_What to work on:_ Express the part of the listing that opens with the line containing "Query: still water surface" and closes with the line containing "Give the mask of the still" as a Markdown table with the columns "Row" and "Line", numbering each line in order and leaving out blank lines.

Segmentation data
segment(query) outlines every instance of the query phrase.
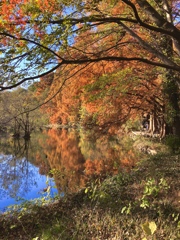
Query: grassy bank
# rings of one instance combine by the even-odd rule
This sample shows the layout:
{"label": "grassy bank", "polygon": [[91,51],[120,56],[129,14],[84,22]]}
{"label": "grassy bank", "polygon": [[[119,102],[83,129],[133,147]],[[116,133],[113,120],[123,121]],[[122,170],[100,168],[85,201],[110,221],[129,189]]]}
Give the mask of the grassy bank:
{"label": "grassy bank", "polygon": [[0,239],[180,239],[180,155],[159,153],[54,203],[0,217]]}

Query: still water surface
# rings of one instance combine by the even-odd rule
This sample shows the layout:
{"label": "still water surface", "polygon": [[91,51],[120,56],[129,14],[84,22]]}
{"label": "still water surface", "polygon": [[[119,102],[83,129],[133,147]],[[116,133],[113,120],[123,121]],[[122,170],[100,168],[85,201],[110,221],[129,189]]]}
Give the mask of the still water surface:
{"label": "still water surface", "polygon": [[23,200],[76,192],[94,175],[116,174],[136,162],[126,141],[75,130],[49,130],[30,141],[0,137],[0,212]]}

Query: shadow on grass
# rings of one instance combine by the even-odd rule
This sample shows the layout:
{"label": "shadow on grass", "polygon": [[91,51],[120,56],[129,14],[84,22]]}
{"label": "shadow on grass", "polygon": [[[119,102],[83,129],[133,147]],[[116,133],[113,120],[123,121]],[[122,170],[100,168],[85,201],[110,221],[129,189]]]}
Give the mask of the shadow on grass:
{"label": "shadow on grass", "polygon": [[[131,173],[96,179],[86,189],[44,206],[27,204],[0,218],[0,239],[179,239],[180,155],[155,156]],[[28,212],[29,211],[29,212]]]}

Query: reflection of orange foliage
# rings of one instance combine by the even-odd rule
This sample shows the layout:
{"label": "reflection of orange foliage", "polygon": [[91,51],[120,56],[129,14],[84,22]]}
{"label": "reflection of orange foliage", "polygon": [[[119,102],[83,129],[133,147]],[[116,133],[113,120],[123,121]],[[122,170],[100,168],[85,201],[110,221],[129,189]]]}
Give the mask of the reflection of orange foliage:
{"label": "reflection of orange foliage", "polygon": [[36,164],[39,167],[39,173],[41,175],[47,175],[50,171],[50,166],[47,161],[43,158],[43,153],[36,153]]}

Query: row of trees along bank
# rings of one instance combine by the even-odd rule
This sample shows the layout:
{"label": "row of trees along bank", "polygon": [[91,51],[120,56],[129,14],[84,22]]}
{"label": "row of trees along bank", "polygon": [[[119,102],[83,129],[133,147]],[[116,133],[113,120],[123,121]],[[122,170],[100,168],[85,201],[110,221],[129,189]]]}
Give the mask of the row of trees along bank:
{"label": "row of trees along bank", "polygon": [[40,78],[51,122],[122,125],[150,112],[152,133],[180,135],[179,7],[178,0],[3,0],[0,89]]}

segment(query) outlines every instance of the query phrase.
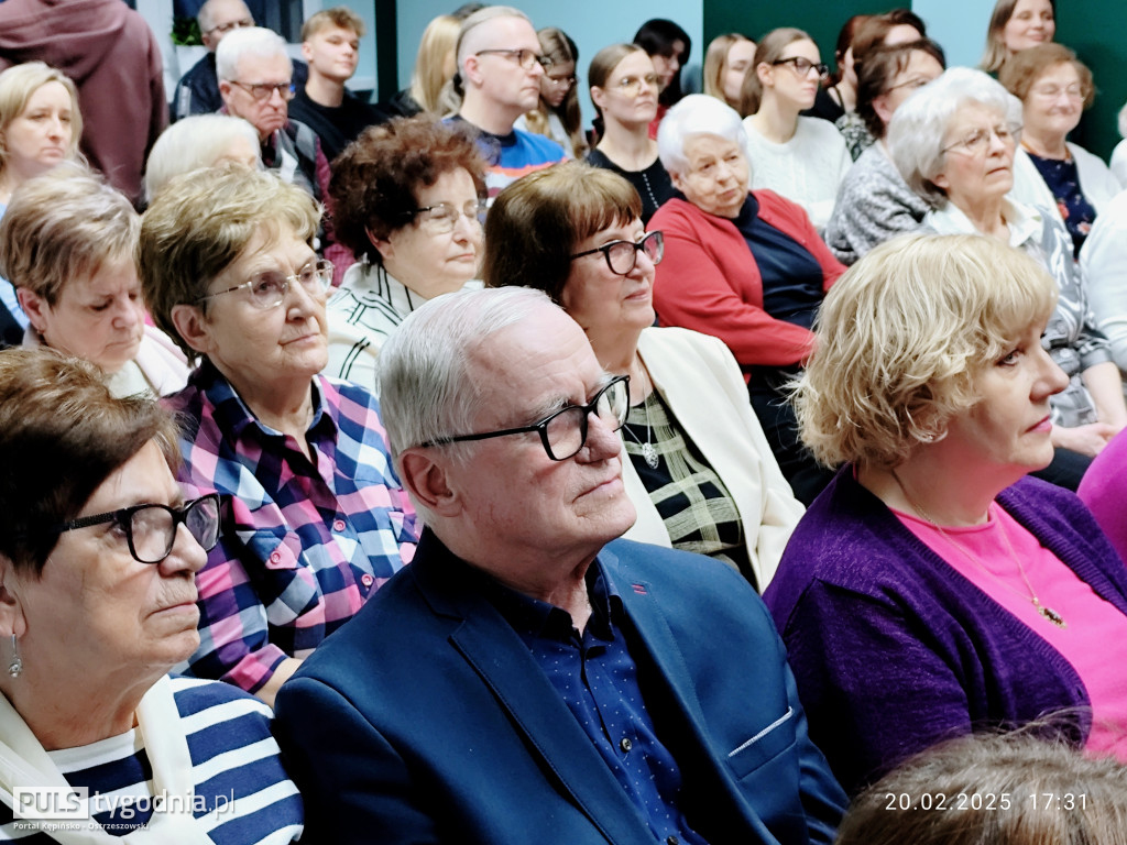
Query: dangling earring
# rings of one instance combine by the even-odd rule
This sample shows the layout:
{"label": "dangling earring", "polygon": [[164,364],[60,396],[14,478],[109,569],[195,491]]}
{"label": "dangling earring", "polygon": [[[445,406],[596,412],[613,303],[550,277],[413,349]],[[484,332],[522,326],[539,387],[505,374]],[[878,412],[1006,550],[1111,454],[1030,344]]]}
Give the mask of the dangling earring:
{"label": "dangling earring", "polygon": [[14,678],[18,678],[19,674],[24,670],[24,658],[19,656],[19,642],[16,640],[16,634],[11,635],[11,662],[8,664],[8,674]]}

_Reply:_
| Row | Line |
|---|---|
| 1 | Query: still water surface |
| 2 | # rings of one instance combine by the even-odd rule |
| 3 | This sample shows the layout: |
| 4 | {"label": "still water surface", "polygon": [[91,51],[120,56],[129,14],[84,22]]} |
| 5 | {"label": "still water surface", "polygon": [[[119,102],[83,129],[133,147]],[[116,133],[113,120],[123,121]],[[122,170],[100,168],[85,201],[110,221],[129,189]]]} |
| 6 | Give the mask of the still water surface: |